What the task asks
Output each entry that follows exactly. Images stay out.

(Photo-based referring expression data)
[Start of Attachment]

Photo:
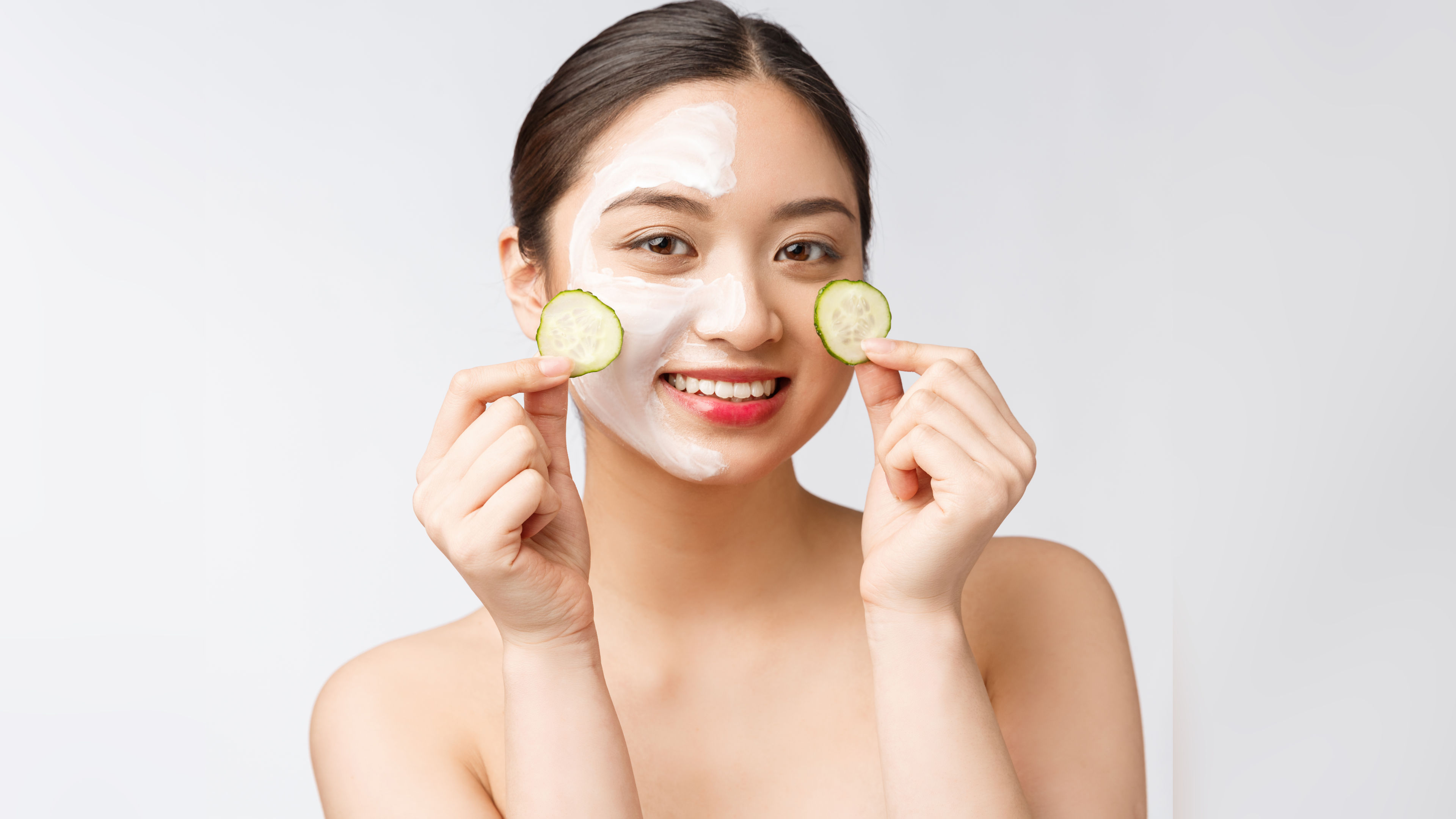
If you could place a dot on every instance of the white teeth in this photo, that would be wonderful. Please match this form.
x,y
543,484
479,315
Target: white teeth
x,y
727,390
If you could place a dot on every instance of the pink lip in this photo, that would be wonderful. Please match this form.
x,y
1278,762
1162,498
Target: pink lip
x,y
734,375
728,413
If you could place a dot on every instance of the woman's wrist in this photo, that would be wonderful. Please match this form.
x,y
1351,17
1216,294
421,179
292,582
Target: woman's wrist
x,y
903,626
579,649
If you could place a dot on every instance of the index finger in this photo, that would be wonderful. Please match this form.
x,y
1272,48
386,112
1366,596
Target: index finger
x,y
472,390
918,358
882,390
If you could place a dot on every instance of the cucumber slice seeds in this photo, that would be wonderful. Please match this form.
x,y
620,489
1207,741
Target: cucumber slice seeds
x,y
583,328
846,312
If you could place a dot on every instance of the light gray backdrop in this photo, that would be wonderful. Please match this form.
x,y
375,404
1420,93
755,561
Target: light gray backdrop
x,y
1206,250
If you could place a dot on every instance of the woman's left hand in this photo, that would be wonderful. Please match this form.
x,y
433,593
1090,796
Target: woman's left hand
x,y
951,463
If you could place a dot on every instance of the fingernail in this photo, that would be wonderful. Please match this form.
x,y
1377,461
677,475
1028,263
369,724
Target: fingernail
x,y
554,366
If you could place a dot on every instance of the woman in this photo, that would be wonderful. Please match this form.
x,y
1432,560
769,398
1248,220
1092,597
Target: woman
x,y
742,649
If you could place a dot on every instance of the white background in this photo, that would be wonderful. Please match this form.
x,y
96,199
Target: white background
x,y
1206,250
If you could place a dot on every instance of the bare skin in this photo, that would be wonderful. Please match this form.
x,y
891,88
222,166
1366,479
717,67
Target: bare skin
x,y
739,648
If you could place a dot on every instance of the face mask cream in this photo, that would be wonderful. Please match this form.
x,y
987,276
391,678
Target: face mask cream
x,y
692,146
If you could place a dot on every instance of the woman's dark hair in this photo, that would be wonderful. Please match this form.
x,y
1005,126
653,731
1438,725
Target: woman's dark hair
x,y
644,53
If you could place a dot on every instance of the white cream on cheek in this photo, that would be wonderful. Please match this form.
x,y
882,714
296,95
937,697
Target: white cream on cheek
x,y
693,148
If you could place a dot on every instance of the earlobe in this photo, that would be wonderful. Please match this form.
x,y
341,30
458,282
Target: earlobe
x,y
525,282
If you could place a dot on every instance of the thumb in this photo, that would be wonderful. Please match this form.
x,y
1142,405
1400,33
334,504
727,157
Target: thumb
x,y
882,390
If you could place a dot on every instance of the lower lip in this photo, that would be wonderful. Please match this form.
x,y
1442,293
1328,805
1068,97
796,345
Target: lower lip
x,y
728,413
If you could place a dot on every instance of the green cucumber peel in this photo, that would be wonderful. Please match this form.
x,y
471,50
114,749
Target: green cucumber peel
x,y
846,312
583,328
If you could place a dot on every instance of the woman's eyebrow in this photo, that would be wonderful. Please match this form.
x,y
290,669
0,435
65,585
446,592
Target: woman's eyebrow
x,y
660,199
811,207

[End of Attachment]

Completed exercise
Photo:
If you could place a dot on every instance of the white teeth in this photo, that would be wonderful. Please match this form.
x,y
543,484
479,315
Target: white teeth
x,y
727,390
If you could place a dot on every instance of the pink lip in this photo, that would be wonderful. Please match this form.
x,y
1278,762
1162,498
Target: pink lip
x,y
734,375
728,413
If you could place a dot on every instance of the woman's wrist in this photo, that would be wonderful. Please match this form.
x,y
1351,17
1216,294
421,179
292,582
Target: woman's wrist
x,y
903,626
579,649
If you could place a dot on every instance of the index finger in this photo, that would be wonderful. Please match this form.
x,y
1272,48
386,112
1366,596
Target: index finger
x,y
472,390
918,358
882,390
If you could place a dot on every instance of the cucumber slice seeds in this photo, that would be wonderful. Please match this form.
x,y
620,489
1207,741
Target: cucumber slice seeds
x,y
583,328
846,312
If you could place a dot on every instance of the light gray backdrop in this photo, that would be wonderful. Please match this form.
x,y
375,404
1420,93
755,561
Target: light gray backdrop
x,y
1206,250
If you could place a dot on every instance of the woman's left hand in this photo, that would be wonderful. Please match this form.
x,y
433,593
1090,796
Target: woman's left hand
x,y
951,463
If you could place a dot on every instance of the fingernail in this photo, that would be wonderful. Please match this form.
x,y
1377,461
677,475
1028,263
369,724
Target: fingernail
x,y
554,366
If you could place a dot on every instance of the woman in this photo, that would be wonderful. Please match this form.
x,y
1432,560
769,398
1248,220
1092,597
Target: woman
x,y
742,649
If you could place a dot on every instance of the white background in this photo, that would be wonderful. Please match this form.
x,y
96,199
Target: white background
x,y
1206,250
If you could place a dot on every instance of the bare skin in this photo, that would be wonderful. Please match this form.
x,y
891,88
222,166
1366,479
717,67
Target: bare skin
x,y
739,648
If you could place a dot on every instance of the face mask cream in this photo, that would be wonderful. Please match this form.
x,y
987,276
391,678
Target: face mask cream
x,y
692,146
If you could place a dot on every instance of the woman's dark hair in this photo, that would be wonderful. Please match this form.
x,y
1005,126
653,731
1438,725
Target: woman's dark hair
x,y
644,53
If you could place a dot on every instance of the white cream on cheek in this photo, that would be wonderful. Please match this form.
x,y
882,714
296,95
937,697
Target: white cream on cheek
x,y
693,148
If you could place a dot on every instance of the earlobe in this photo, that would be wonderful. Please match this form.
x,y
341,30
458,282
Target: earlobe
x,y
525,282
If you could place a dot on every instance of the thumb in this photo, that would be wonderful. Please match this form.
x,y
1142,405
1400,33
334,504
727,157
Target: thumb
x,y
882,390
If you could place a dot on every instance of the lower lip in this photo, that would be wonderful. Please match this form.
x,y
1442,293
1328,805
1068,97
796,345
Target: lower lip
x,y
728,413
If you could place a dot on every instance of the green cucumber peel in this photo, that would be wonderful. Please match this form.
x,y
471,50
114,749
Target: green cucumber peel
x,y
846,312
583,328
If you could place a dot on every instance of the woman's eyebrow in this photo, that would be wonderful. Please match this form.
x,y
290,669
0,435
65,585
446,592
Target: woman's eyebrow
x,y
660,199
811,207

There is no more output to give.